Items from a dataset:
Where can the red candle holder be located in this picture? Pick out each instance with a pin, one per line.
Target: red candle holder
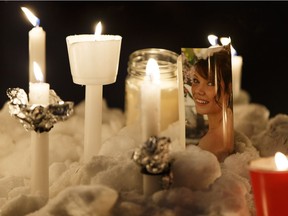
(270, 188)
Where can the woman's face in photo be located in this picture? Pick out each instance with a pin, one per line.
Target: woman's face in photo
(204, 93)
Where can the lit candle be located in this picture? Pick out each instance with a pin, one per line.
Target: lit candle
(150, 101)
(236, 62)
(39, 95)
(94, 62)
(269, 177)
(167, 62)
(37, 40)
(38, 91)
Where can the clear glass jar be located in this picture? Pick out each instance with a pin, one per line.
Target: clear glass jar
(167, 62)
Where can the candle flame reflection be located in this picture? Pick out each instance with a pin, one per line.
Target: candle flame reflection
(31, 17)
(98, 29)
(152, 70)
(226, 41)
(38, 72)
(281, 161)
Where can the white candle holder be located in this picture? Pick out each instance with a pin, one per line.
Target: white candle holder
(39, 120)
(94, 62)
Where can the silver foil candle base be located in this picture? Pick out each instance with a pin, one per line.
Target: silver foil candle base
(153, 156)
(37, 117)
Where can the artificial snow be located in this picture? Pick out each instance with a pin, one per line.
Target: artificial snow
(110, 184)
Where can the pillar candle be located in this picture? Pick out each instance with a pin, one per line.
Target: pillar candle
(150, 101)
(237, 62)
(37, 40)
(94, 60)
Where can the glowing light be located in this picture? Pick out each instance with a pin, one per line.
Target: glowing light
(281, 161)
(213, 39)
(31, 17)
(152, 70)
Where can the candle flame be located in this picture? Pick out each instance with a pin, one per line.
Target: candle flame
(98, 29)
(31, 17)
(213, 39)
(38, 72)
(152, 70)
(226, 41)
(281, 161)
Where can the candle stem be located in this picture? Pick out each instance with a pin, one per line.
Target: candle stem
(40, 164)
(93, 121)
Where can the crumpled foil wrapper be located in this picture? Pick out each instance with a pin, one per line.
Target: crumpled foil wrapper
(153, 156)
(37, 117)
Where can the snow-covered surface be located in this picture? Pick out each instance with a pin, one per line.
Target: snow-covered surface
(111, 183)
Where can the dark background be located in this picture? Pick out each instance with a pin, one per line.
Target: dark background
(258, 31)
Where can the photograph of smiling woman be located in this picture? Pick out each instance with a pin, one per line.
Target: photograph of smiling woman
(207, 78)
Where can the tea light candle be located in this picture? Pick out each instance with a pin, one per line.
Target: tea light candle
(237, 62)
(39, 95)
(166, 61)
(37, 49)
(269, 177)
(150, 101)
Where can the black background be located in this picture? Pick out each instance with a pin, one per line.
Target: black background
(258, 31)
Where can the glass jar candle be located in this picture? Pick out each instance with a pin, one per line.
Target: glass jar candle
(167, 62)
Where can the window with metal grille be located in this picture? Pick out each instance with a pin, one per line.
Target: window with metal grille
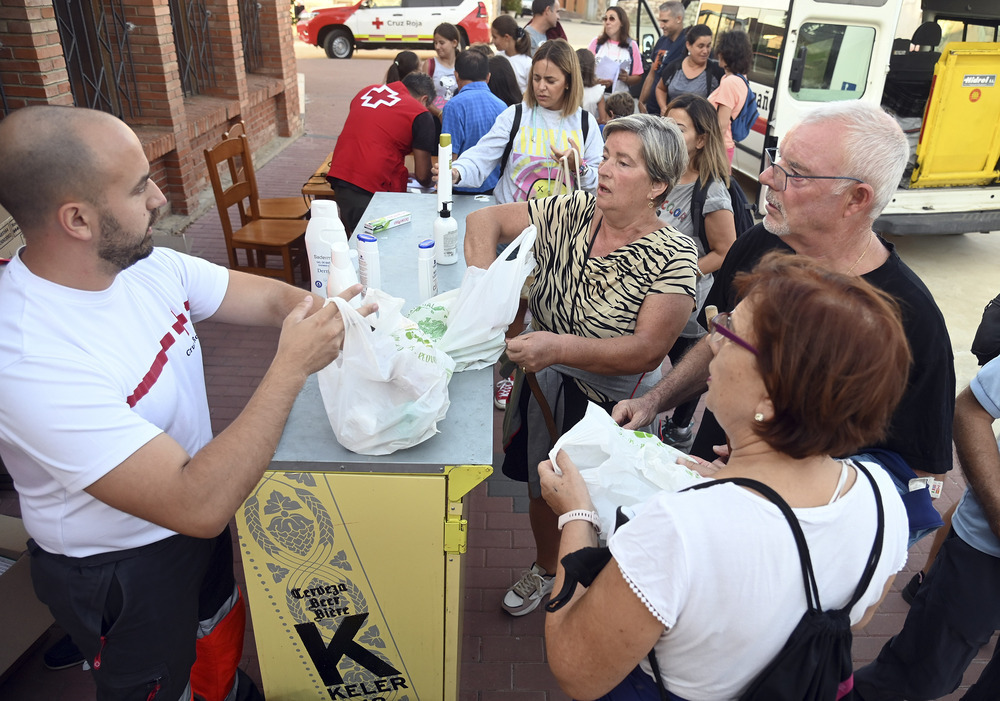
(95, 40)
(194, 49)
(253, 52)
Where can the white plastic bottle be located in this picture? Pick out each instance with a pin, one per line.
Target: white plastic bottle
(368, 261)
(342, 273)
(446, 238)
(426, 270)
(323, 230)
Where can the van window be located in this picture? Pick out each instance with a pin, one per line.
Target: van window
(867, 3)
(966, 30)
(766, 29)
(837, 60)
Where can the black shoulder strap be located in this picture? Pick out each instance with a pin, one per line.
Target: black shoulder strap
(510, 141)
(697, 218)
(809, 579)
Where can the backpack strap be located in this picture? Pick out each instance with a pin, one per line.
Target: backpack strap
(697, 218)
(513, 134)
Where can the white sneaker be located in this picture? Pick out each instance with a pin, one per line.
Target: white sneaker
(527, 592)
(502, 393)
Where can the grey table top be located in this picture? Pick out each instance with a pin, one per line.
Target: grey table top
(466, 433)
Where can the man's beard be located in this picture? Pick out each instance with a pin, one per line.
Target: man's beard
(776, 228)
(119, 249)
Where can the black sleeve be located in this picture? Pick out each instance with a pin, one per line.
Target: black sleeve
(424, 137)
(921, 427)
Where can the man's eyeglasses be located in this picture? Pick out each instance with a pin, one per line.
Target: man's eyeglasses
(782, 176)
(720, 326)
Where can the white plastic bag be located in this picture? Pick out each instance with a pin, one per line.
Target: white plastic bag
(388, 388)
(469, 323)
(621, 467)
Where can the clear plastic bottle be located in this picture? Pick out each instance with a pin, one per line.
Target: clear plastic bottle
(368, 261)
(323, 230)
(342, 273)
(446, 238)
(426, 270)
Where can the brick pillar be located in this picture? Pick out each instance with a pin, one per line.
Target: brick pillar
(279, 61)
(158, 85)
(32, 66)
(227, 51)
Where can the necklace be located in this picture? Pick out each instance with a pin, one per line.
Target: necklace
(851, 269)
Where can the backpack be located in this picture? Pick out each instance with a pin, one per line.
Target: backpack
(516, 124)
(815, 662)
(742, 210)
(986, 344)
(744, 121)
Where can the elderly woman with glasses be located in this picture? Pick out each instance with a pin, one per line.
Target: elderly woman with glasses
(613, 288)
(809, 364)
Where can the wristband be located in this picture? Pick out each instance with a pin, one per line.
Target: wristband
(581, 515)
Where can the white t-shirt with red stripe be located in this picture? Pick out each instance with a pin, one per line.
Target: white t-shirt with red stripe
(88, 378)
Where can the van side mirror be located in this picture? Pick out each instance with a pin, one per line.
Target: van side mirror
(797, 71)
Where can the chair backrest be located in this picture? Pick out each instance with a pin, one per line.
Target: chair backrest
(237, 130)
(242, 191)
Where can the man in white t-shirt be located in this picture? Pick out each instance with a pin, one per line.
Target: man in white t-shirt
(104, 422)
(544, 16)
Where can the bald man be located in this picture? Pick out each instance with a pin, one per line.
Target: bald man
(104, 421)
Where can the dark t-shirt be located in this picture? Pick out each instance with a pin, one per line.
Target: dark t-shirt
(920, 429)
(672, 50)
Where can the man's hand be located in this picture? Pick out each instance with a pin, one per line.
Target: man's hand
(534, 351)
(563, 488)
(310, 340)
(634, 413)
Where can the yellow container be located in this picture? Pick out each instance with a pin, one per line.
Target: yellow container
(960, 138)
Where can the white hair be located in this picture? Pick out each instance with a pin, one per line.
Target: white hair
(875, 148)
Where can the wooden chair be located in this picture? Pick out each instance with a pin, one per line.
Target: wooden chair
(270, 207)
(257, 237)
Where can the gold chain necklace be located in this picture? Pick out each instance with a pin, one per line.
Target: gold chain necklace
(851, 269)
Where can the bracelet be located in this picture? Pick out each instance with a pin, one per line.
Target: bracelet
(581, 515)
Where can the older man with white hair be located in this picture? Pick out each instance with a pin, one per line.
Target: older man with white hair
(832, 176)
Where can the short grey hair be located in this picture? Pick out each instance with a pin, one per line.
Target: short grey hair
(875, 148)
(674, 7)
(664, 152)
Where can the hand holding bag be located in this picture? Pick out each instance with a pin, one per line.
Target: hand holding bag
(388, 389)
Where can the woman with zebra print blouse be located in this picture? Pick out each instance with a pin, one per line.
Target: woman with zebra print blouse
(613, 288)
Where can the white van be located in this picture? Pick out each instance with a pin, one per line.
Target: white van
(933, 64)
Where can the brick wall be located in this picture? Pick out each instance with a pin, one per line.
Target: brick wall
(174, 130)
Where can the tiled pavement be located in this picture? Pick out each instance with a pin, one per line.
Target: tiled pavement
(503, 658)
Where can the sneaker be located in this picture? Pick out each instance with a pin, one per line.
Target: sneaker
(680, 437)
(528, 592)
(909, 592)
(63, 655)
(502, 393)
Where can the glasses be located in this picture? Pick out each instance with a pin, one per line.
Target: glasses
(720, 326)
(782, 176)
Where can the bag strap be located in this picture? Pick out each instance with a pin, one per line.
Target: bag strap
(510, 141)
(697, 218)
(550, 422)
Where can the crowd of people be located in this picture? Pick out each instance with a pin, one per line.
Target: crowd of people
(827, 377)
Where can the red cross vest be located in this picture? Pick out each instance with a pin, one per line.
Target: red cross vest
(376, 138)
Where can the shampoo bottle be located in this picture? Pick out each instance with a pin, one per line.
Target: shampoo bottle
(446, 238)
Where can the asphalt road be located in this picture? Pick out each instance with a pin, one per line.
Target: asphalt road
(960, 271)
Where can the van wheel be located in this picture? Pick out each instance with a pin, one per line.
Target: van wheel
(338, 44)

→ **Work instructions**
Copy word for word the stretch of entries above from the line that has "Where can the backpack strap" through the line that has "Where can the white sneaker", both ends included, and nothing outside it.

→ **Written solution**
Where can the backpack strap be located in this picture? Pick out each instance with a pin, one per line.
Target: backpack strap
(697, 218)
(513, 134)
Where can the white sneaker be located in this picture? Pick out each instance with a pin, one per line.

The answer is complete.